Start SOURCE EXTRACT

30 January 2024

BREAKING CRIMSON NEWS; Billionaires Zuckerberg And Ackman Take On Harvard’s Board

Mark Zuckerberg And Bill Ackman Push For New Harvard Board Directors—Here's  Why

Billionaires Zuckerberg And Ackman Take On Harvard’s BoardEndorsing Their Own Candidates Amid Election Interference Claims

02:03pm EST

TOPLINE

 

Billionaire Meta CEO Mark Zuckerberg and hedge fund manager Bill Ackman launched a campaign this week to replace members of Harvard’s board with their own picks, as the Ivy League’s leadership continues to face criticism following the resignation of one-year president Claudine Gay and a torrent of complaints over reports of antisemitism on campus.

KEY FACTS

Ackman, the billionaire founder of Pershing Square Capital Management who has harshly criticized Harvard leadership and called for Gay’s resignation, urged Harvard alumni to petition for four “alternative directors” to Harvard’s Board of Overseers in a post on X, lauding his picks as “phenomenal” and saying they “represent fresh blood and new perspectives.”

Ackman also accused the university of election interference, claiming the petitioning process that Harvard oversees for outside candidates not already endorsed by the Harvard Alumni Association “has become a labyrinth of complexity.”

Harvard’s Board of Overseers, a group of 30 alumni advisors that has the authority to approve senior appointments made by Harvard’s decision-making body, the Harvard Corporation, is open to non-faculty university alumni, though elections typically boil down to a group of eight candidates nominated by the Harvard Alumni Association.

All other candidates—including four endorsed by Ackman and one endorsed by Zuckerberg—need 3,238 alumni (1% of eligible voters in the previous board election) signatures to appear on the April 1 election ballot before the Jan. 31 deadline for petitions.

Zuckerberg, a Harvard dropout, endorsed Harvard alumnus and former Facebook executive Samuel Lessin, a candidate running on the platform of increasing transparency and using the board as a check on university leadership, as well as ousting Penny Pritzker, the head of Harvard’s decision-making body, the Harvard Corporation, the Harvard Crimson and CNN reported.

Ackman endorsed a quartet of candidates to the board (alumni Zoe Bedell, Logan Leslie, Julia Pollack and Alec Williams) as alternatives to the Alumni Association’s slate of candidates—those four alternative candidates were also endorsed by the anti-establishment group Renew Harvard, which states on its website it promotes “free speech and academic standards” and the restoration of “leadership excellence to Harvard.”

None of those five outside candidates were nominated by the Harvard Alumni Association when it released its list of eight candidates for five open seats on the board, which it chose based on candidates’ prior board and academic experience, their “broad interest in and concern for higher education” and the “ability to lead as well as to build consensus.”

Harvard did not immediately respond to Forbes’ inquiry on allegations of election interference.

End SOURCE EXTRACT
Start DATA EXTRACT

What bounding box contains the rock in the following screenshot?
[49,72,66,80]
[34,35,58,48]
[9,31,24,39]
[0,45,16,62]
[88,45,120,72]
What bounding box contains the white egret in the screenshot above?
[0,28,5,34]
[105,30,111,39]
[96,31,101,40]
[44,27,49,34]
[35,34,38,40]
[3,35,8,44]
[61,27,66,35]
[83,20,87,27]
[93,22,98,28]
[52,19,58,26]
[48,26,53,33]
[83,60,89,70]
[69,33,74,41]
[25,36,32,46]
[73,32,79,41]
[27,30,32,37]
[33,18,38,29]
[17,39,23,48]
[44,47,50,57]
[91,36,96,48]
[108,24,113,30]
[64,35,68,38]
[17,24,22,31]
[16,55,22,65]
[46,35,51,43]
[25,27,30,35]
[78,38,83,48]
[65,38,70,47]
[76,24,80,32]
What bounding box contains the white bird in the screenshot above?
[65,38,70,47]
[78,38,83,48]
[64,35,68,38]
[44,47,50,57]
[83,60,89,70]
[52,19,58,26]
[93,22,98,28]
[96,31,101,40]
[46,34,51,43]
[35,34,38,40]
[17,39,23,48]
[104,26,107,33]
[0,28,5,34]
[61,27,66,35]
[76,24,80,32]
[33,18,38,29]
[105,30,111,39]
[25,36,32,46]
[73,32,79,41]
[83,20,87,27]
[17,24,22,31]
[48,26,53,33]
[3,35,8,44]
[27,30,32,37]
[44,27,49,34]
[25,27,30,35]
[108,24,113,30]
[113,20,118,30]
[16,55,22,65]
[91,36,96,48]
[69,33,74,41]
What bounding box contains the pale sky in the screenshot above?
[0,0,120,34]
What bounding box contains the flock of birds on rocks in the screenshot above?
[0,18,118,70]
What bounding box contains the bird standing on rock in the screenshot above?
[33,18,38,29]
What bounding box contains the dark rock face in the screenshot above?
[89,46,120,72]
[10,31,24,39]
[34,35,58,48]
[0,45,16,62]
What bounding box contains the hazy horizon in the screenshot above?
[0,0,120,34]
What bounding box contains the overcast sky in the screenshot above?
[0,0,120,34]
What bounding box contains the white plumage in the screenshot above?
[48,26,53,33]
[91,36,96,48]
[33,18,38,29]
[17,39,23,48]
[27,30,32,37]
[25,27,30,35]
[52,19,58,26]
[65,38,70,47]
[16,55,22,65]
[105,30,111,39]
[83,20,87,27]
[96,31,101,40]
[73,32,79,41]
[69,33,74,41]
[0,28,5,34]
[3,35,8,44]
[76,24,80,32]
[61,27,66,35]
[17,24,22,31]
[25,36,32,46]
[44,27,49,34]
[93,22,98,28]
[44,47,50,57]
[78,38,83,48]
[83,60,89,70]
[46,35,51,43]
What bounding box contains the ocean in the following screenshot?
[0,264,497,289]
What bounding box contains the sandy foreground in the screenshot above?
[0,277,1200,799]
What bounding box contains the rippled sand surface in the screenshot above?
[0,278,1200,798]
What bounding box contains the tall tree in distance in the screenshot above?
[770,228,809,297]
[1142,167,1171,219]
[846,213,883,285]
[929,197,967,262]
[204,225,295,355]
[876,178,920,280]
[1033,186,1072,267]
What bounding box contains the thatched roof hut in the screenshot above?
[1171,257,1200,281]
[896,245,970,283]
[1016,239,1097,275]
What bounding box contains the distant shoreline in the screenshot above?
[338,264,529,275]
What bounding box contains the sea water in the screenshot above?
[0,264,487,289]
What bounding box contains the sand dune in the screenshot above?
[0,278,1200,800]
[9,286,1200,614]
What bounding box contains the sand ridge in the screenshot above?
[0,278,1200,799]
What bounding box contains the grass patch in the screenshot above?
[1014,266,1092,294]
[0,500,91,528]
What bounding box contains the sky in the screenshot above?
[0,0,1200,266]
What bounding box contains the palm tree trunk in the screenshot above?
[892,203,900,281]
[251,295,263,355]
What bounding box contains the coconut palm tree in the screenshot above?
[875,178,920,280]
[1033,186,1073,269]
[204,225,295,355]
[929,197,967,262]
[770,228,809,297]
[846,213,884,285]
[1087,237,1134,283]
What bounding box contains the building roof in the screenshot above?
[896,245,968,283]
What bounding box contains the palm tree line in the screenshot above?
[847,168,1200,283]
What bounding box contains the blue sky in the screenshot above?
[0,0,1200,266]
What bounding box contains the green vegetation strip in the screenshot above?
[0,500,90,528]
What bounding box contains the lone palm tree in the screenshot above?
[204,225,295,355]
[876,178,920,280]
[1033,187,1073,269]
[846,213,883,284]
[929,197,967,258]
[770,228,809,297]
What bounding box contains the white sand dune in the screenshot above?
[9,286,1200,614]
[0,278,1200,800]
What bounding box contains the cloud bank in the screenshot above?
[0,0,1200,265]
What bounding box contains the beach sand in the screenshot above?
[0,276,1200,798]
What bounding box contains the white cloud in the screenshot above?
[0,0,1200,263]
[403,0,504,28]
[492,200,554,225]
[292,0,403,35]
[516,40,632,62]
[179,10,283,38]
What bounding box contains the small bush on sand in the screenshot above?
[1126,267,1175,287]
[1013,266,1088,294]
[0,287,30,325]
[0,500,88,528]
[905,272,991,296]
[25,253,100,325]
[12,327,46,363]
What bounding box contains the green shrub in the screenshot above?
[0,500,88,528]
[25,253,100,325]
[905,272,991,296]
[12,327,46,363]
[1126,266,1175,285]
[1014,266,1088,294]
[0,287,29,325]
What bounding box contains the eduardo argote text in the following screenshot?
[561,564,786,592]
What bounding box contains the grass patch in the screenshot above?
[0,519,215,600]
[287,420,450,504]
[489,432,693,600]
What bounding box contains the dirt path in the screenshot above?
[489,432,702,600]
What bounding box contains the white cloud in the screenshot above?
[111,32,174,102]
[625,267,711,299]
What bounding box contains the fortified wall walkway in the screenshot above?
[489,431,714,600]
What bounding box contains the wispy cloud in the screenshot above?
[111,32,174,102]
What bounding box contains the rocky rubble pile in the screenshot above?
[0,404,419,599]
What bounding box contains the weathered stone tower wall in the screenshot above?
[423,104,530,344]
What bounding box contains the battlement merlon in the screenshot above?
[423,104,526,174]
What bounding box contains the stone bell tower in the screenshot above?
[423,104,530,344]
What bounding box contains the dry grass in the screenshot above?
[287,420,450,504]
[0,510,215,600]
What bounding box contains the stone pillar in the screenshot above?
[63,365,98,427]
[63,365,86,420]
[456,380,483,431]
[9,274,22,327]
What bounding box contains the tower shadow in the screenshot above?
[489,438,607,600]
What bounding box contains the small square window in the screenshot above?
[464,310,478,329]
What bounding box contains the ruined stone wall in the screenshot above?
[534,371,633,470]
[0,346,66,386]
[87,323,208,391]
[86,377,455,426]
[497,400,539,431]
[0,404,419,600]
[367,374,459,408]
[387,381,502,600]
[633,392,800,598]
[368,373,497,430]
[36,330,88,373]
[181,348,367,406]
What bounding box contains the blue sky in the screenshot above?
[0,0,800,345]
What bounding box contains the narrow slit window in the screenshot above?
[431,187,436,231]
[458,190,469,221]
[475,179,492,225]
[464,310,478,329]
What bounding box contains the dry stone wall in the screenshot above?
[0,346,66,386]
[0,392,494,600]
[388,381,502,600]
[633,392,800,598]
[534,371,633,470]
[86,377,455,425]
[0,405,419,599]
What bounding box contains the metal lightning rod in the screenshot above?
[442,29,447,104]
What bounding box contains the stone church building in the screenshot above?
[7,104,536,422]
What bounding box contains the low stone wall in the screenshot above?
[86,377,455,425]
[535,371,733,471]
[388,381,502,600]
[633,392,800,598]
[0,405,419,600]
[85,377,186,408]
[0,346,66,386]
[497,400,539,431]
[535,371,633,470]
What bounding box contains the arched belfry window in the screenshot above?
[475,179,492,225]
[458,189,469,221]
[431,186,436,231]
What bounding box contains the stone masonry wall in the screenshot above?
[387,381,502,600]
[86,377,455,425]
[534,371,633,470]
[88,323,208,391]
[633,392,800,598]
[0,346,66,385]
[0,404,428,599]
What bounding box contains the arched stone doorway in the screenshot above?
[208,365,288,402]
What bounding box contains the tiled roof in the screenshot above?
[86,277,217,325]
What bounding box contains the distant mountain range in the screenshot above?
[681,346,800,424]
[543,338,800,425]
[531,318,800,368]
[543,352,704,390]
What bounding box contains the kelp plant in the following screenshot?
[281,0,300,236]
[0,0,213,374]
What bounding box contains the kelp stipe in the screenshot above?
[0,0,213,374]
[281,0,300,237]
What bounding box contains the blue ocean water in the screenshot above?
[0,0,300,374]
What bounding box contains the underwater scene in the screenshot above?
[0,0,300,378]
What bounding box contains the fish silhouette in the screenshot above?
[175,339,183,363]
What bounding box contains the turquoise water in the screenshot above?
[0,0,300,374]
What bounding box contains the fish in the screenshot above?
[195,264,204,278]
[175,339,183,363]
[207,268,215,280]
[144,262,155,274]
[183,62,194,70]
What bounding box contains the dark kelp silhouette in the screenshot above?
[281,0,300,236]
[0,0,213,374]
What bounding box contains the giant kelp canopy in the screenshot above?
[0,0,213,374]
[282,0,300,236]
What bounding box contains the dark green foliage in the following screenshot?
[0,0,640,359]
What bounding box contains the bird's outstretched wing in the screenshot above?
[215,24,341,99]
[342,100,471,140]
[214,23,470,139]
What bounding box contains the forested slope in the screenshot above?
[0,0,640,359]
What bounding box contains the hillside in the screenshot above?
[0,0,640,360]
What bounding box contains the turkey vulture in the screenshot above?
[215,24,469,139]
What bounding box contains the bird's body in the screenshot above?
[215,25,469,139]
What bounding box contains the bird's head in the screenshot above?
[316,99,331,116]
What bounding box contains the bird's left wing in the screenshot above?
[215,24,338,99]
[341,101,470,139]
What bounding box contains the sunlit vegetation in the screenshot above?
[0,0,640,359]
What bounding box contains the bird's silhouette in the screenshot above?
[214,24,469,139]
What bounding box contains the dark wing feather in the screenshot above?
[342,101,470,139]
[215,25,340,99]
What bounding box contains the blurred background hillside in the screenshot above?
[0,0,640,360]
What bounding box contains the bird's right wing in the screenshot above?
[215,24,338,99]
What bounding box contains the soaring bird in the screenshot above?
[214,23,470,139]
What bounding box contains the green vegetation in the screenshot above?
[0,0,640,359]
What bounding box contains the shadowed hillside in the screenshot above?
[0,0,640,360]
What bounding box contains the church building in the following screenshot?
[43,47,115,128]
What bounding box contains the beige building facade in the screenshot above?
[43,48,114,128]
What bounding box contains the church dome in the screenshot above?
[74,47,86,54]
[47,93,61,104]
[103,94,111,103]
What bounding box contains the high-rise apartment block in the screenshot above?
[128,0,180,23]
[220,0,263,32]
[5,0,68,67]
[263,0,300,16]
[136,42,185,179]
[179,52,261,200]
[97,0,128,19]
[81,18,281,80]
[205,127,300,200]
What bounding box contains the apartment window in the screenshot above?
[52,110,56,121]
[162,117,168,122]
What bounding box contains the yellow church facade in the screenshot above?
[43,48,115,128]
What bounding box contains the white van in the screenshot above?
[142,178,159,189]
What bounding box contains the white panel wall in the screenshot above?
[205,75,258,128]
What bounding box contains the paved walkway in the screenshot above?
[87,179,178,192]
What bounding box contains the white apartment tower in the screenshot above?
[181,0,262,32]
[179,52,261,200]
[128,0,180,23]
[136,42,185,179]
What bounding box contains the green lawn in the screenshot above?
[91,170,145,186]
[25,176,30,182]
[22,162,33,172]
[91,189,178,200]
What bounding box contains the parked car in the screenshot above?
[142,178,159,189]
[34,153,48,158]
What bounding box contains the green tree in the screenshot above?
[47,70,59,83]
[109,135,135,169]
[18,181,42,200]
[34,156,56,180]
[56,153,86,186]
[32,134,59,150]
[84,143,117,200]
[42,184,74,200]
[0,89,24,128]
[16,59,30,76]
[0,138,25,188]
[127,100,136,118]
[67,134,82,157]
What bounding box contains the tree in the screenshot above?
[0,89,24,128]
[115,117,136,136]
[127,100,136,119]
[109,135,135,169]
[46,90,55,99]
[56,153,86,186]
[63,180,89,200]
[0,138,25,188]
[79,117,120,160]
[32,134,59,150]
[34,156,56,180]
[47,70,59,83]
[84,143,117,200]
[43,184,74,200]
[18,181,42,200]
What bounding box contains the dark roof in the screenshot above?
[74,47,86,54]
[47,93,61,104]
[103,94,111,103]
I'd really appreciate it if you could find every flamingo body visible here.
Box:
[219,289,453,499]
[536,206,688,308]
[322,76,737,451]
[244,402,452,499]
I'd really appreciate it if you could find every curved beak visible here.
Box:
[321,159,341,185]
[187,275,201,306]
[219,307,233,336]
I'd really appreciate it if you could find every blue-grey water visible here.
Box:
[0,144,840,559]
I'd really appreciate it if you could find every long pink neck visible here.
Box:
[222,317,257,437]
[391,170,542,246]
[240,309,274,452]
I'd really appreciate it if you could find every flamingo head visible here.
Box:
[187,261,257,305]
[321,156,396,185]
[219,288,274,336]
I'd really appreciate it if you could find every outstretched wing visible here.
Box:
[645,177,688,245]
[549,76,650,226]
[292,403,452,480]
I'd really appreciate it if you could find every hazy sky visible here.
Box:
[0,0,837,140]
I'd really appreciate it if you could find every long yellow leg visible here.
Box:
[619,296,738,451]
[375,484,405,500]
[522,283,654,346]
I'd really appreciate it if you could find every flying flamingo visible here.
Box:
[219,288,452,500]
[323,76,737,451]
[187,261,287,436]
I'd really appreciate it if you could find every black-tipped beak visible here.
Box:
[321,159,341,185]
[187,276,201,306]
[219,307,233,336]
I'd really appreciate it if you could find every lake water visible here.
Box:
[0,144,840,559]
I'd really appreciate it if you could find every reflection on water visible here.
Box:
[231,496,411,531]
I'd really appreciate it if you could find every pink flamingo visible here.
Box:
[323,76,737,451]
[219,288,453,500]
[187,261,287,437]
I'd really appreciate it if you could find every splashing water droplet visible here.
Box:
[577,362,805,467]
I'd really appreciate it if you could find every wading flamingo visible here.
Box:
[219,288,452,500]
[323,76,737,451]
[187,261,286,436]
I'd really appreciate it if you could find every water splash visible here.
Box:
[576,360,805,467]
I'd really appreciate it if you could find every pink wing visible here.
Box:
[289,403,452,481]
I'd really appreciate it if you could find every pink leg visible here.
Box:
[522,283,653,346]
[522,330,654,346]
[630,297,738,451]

End DATA EXTRACT

PROBLEM 1: In the article on Harvard's board, which candidate did Mark Zuckerberg endorse?
PROBLEM 2: Reproduce verbatim the part of the article on Harvard's board that opens with the words containing "None of those" and closes with "of election interference.".

RIGHT ANSWER 1: Samuel Lessin, a Harvard alumnus and former Facebook executive.

RIGHT ANSWER 2:
None of those five outside candidates were nominated by the Harvard Alumni Association when it released its list of eight candidates for five open seats on the board, which it chose based on candidates’ prior board and academic experience, their “broad interest in and concern for higher education” and the “ability to lead as well as to build consensus.”

Harvard did not immediately respond to Forbes’ inquiry on allegations of election interference.